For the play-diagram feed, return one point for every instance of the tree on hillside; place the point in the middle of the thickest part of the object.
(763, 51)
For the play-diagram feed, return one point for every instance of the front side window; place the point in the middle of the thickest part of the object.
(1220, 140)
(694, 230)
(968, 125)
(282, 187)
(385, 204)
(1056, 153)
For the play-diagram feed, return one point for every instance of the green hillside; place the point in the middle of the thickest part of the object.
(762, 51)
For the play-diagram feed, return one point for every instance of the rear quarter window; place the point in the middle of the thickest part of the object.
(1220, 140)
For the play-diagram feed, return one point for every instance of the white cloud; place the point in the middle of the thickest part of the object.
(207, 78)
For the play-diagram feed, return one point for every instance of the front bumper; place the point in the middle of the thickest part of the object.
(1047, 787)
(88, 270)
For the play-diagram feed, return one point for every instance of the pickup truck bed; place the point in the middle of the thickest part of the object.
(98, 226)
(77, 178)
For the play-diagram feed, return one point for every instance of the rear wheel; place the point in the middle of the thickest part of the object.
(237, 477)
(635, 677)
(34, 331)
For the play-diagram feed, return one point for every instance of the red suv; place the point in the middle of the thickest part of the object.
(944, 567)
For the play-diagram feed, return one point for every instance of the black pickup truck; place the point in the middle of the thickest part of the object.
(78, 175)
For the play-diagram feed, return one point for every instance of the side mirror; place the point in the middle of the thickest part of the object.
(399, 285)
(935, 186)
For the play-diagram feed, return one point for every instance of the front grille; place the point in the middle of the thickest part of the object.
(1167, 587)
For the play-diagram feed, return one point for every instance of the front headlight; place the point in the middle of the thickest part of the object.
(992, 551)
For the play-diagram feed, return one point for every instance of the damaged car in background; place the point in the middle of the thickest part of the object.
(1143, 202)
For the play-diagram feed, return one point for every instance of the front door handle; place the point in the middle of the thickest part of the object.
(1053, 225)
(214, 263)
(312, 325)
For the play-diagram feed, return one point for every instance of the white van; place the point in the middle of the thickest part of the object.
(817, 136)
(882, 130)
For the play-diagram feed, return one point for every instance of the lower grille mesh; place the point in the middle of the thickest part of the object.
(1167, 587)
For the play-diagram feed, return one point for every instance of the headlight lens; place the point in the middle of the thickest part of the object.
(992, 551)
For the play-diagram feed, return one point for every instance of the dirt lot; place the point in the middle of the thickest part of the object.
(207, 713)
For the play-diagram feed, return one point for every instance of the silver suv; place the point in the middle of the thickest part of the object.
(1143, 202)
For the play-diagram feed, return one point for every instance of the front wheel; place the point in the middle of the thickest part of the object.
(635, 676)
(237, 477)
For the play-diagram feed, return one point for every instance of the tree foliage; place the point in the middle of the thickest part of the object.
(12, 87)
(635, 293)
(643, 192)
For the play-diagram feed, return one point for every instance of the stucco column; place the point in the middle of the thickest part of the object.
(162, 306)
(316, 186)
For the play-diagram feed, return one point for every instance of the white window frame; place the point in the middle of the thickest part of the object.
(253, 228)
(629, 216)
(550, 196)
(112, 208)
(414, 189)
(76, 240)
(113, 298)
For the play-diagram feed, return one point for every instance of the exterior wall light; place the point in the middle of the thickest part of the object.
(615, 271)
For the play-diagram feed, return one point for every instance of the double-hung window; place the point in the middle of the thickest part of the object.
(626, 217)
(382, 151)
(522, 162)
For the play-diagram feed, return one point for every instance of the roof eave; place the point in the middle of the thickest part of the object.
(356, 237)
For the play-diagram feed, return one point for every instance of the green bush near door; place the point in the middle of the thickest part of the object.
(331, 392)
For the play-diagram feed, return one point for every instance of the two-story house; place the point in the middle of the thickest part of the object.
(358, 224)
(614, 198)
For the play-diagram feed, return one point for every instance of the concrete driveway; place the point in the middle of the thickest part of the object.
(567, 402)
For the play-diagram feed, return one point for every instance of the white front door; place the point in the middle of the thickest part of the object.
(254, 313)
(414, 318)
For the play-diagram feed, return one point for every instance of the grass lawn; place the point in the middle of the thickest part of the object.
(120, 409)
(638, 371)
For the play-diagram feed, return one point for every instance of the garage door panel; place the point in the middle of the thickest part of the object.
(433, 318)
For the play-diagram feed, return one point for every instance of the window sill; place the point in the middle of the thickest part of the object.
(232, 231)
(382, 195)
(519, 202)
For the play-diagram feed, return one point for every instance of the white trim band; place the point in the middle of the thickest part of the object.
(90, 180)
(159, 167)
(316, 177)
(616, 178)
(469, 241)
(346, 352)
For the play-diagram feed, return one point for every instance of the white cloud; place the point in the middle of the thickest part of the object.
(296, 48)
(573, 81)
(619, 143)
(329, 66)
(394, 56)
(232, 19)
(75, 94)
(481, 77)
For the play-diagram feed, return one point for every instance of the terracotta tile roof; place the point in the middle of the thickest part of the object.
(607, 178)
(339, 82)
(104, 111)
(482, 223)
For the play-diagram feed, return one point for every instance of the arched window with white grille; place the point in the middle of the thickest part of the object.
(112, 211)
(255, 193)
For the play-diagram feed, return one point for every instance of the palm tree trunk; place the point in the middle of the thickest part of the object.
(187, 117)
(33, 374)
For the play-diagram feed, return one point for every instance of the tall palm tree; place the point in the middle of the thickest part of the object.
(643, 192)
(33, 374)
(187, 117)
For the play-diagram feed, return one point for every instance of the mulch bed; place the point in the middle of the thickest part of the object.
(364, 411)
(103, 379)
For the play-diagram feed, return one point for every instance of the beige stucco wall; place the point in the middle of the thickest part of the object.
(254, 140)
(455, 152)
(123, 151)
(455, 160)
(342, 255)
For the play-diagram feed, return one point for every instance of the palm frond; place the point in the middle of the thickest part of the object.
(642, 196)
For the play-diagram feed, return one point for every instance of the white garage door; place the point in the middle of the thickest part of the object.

Exercise objective: Copy out all of the records verbatim.

Result of this task:
For the play-diagram feed, return one point for every instance of the tree on hillside; place the point in the middle of the thickest part of the object.
(763, 51)
For the play-diagram feed, return one point for every instance of the front side window; place the point in the middle of the thickest part of the object.
(1220, 140)
(694, 230)
(968, 125)
(282, 187)
(385, 204)
(1056, 153)
For the play-diagram feed, return one point for every instance of the green hillside; place the point in the middle of the thickest part of the object.
(762, 51)
For the play-diagram feed, return one point for every instance of the rear quarter window; place the point in the middle of the thickest part of the object.
(1220, 140)
For the play-diagram feed, return one point for every instance of the white cloud; place the point in the middle of the thickest part of the object.
(207, 78)
For the play-diagram feed, return one point for every instance of the front bumper; place the point in the middle of the thickest part of the object.
(1047, 787)
(88, 270)
For the play-diagram feed, return one point for every instance of the pickup truck bed; place the point in the middle of the thickest part of the object.
(98, 226)
(77, 178)
For the play-diagram feed, return one point for every instance of the rear wheel; place the point in the middle of the thickest part of the object.
(237, 477)
(635, 677)
(34, 331)
For the play-diagram feed, return one point for every instance of the red suv; place the point in the middle of the thickest part of the object.
(944, 567)
For the play-diagram feed, return one point for every instance of the black pickup truck; place the point in the middle of the thickest part of the object.
(78, 175)
For the play-diagram feed, return one point for every instance of the side mirror; place the point in the middle of the thickest part of the object.
(399, 285)
(935, 186)
For the play-diagram feed, return one point for every instance of the front grille; place the point in the middle of the thickest part of the object.
(1167, 587)
For the play-diagram feed, return one point for every instance of the front headlight; place the point in the middle of the thickest part of the object.
(992, 551)
For the play-diagram feed, return one point for every instance of the damaged car in background; place the point in the middle of the thickest part of the object.
(1143, 202)
For the play-diagram feed, return one point for every instance of the front door handle; place the point in the middle of the thickest part of the object.
(1053, 225)
(214, 263)
(312, 325)
For the play-diagram feed, return one point for every instance of the white van; place the point in the middle of the thickest part of the object.
(817, 136)
(882, 130)
For the play-diagram feed, return one point for every instance of the lower grille mesh; place the point in the middle of the thickest part of the object.
(1167, 587)
For the play-diagram feed, return one point for every instance of the headlight lens; place the point in the middle of the thickest part of the object.
(992, 551)
For the play-diagram feed, return one point for every instance of the dirt lot; place the point in the middle of the thickest part of the object.
(207, 713)
For the play-diagram feed, return one point for every instance of the silver suv; place the point in the middle of the thickest part of the object.
(1143, 202)
For the play-diagram feed, return one point for every instance of the front wheel; place the point in the middle of the thickest part of the object.
(635, 676)
(237, 477)
For the play-diagram feed, return one point for every instance of the tree foliage; place the point in the middle of the thickest part of the object.
(12, 87)
(635, 293)
(643, 192)
For the play-diagram feed, return one point for every instance of the stucco column; place the point in the middle of the thickest part of the object.
(162, 306)
(316, 186)
For the play-diagram feed, return one point for every instance of the white window frame; place the point in the middle of the thickest part of the object.
(253, 228)
(629, 216)
(550, 196)
(112, 208)
(414, 189)
(76, 240)
(113, 298)
For the play-diagram feed, return one point for every instance of the exterior wall light; place the point in the middle of the thickest part of the object.
(615, 271)
For the play-diagram feed, return one point for every instance of the double-hung window; place the point in the middle of the thickest part of the object.
(626, 217)
(382, 151)
(522, 162)
For the play-diagram feed, return one point for every instance of the roof eave; place the point in the middle of the thickest part of the object.
(356, 237)
For the play-diagram feed, return one point for every instance of the green bush near door; place the point in the middle of the thickest part of the object.
(331, 392)
For the play-diagram feed, return one point for every instance of the two-story house; place the point in the middle of the thickest part of the object.
(358, 224)
(614, 198)
For the play-diagram feed, return one point for every instance of the concrete driveway; place the point in the middle of the thickest part of the object.
(567, 402)
For the play-diagram feed, return one point for every instance of the white front door; place the point in the middle of the thickest part of the object.
(254, 313)
(414, 318)
For the play-diagram feed, return one point for every instance of the grass lawn; place the point in the middle of the thickest part of the object.
(120, 409)
(638, 371)
For the play-diagram feed, return one point for every instance of the garage door panel; place the point in the middle of the thickest part of the object.
(433, 318)
For the play-diagram feed, return one point for every instance of the window sill; place the point in the middle of the thickest part of the object.
(232, 231)
(382, 195)
(519, 202)
For the play-diagram feed, return one point for every instance of the white trim band; place the point in the middle of the thickest part of the object.
(90, 180)
(159, 167)
(316, 177)
(616, 178)
(469, 241)
(346, 352)
For the play-diagram feed, return one point for every instance of the white cloud; place the point in the middle of the thickest part of the object.
(296, 48)
(573, 81)
(619, 143)
(329, 66)
(394, 56)
(232, 19)
(75, 94)
(481, 77)
For the play-diagram feed, return one point for every instance of the terracotta tile roof; place the point in the middle of the thickest part of the object.
(607, 178)
(339, 82)
(104, 111)
(482, 223)
For the play-diagram feed, return one point for every instance of the arched window with white grille; place the point in the middle of the thickest part of the object.
(112, 211)
(255, 193)
For the play-diagram feed, return one point for every instance of the palm tree trunk; place the point in the middle of the thickest part of the object.
(187, 117)
(33, 374)
For the play-diagram feed, return one point for every instance of the tall palm tree; place the point in the middle of the thickest part of the object.
(643, 192)
(33, 374)
(187, 117)
For the play-diagram feed, return one point for every instance of the mulch bed; place the point in the middle of the thickest part of the object.
(364, 411)
(103, 379)
For the play-diagram feed, return one point for every instance of the beige stucco wall; place the point in the middle of the thickest part of the object.
(254, 140)
(455, 152)
(123, 151)
(455, 160)
(342, 255)
For the play-diagram feed, return one point for every instance of the palm frond; place the point in the middle of the thickest part of the object.
(642, 196)
For the play-diagram feed, return one point for every instance of the white garage door; place the point in the middle of the thickest part of the object.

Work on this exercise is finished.